When you reach the line containing "box: [61, 309, 82, 370]" in the data below, begin returning lines exactly as written, and stop once the line containing "box: [0, 0, 281, 71]" has been returned.
[Opening Data provided section]
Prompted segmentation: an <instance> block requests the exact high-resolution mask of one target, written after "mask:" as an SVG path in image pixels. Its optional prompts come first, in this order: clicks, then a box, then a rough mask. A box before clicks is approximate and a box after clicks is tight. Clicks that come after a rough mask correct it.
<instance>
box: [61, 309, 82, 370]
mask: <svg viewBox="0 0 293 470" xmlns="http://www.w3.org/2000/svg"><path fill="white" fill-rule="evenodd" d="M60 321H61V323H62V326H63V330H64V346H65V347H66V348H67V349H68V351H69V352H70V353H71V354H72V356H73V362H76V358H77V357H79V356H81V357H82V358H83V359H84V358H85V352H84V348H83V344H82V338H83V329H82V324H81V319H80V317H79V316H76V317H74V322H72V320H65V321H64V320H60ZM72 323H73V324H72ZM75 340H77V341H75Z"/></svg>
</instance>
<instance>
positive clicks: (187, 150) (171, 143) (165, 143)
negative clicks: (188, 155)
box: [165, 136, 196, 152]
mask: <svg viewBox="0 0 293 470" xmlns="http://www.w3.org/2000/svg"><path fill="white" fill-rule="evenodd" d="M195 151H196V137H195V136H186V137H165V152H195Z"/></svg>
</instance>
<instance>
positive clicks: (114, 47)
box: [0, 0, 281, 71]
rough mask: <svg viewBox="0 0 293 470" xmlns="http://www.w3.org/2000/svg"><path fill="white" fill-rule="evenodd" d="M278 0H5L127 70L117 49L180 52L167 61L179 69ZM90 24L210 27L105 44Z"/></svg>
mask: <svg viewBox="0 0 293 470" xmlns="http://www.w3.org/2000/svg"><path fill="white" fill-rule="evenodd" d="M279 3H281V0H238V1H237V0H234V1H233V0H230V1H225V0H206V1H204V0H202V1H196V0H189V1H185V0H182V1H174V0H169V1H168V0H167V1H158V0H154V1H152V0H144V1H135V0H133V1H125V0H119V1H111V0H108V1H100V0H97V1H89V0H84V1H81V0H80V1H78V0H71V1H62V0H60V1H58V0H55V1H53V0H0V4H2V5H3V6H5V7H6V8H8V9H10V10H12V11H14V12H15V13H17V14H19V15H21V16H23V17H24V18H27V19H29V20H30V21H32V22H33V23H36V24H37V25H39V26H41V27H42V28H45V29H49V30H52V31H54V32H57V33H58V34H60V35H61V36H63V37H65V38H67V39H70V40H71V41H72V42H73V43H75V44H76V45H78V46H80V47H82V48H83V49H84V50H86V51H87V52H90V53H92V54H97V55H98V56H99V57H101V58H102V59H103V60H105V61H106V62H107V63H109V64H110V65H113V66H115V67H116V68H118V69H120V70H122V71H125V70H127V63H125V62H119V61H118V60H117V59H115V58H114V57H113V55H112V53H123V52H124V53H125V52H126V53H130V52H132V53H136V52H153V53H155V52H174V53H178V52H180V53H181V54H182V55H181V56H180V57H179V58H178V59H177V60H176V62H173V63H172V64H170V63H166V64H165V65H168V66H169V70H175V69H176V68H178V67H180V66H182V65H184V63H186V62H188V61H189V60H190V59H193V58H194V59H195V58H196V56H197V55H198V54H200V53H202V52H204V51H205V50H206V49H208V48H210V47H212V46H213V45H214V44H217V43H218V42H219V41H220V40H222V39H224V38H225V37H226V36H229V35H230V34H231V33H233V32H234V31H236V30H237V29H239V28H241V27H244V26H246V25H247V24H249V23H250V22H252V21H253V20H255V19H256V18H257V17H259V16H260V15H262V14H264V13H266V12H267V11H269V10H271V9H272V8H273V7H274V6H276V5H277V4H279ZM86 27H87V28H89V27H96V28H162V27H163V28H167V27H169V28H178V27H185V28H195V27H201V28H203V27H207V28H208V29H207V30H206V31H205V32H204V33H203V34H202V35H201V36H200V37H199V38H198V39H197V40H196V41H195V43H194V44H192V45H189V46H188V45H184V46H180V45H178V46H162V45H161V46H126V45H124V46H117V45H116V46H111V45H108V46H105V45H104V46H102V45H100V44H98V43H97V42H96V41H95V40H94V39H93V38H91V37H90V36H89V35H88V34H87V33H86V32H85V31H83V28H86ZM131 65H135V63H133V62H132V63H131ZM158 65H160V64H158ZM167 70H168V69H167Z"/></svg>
[Closing Data provided section]
### [Finished task]
box: [61, 309, 82, 370]
mask: <svg viewBox="0 0 293 470" xmlns="http://www.w3.org/2000/svg"><path fill="white" fill-rule="evenodd" d="M60 321H61V323H62V326H63V330H64V346H65V347H66V348H67V349H68V351H69V352H70V353H71V354H72V356H73V362H76V358H77V357H79V356H81V357H82V358H83V359H84V358H85V352H84V348H83V344H82V338H83V329H82V324H81V319H80V317H79V316H76V317H74V322H72V320H65V321H64V320H60ZM72 323H73V324H72ZM75 340H77V341H75Z"/></svg>
</instance>
<instance>
positive clicks: (187, 150) (171, 143) (165, 143)
negative clicks: (188, 155)
box: [165, 136, 196, 152]
mask: <svg viewBox="0 0 293 470" xmlns="http://www.w3.org/2000/svg"><path fill="white" fill-rule="evenodd" d="M195 151H196V137H195V136H186V137H165V152H195Z"/></svg>
</instance>
<instance>
positive clicks: (114, 47)
box: [0, 0, 281, 71]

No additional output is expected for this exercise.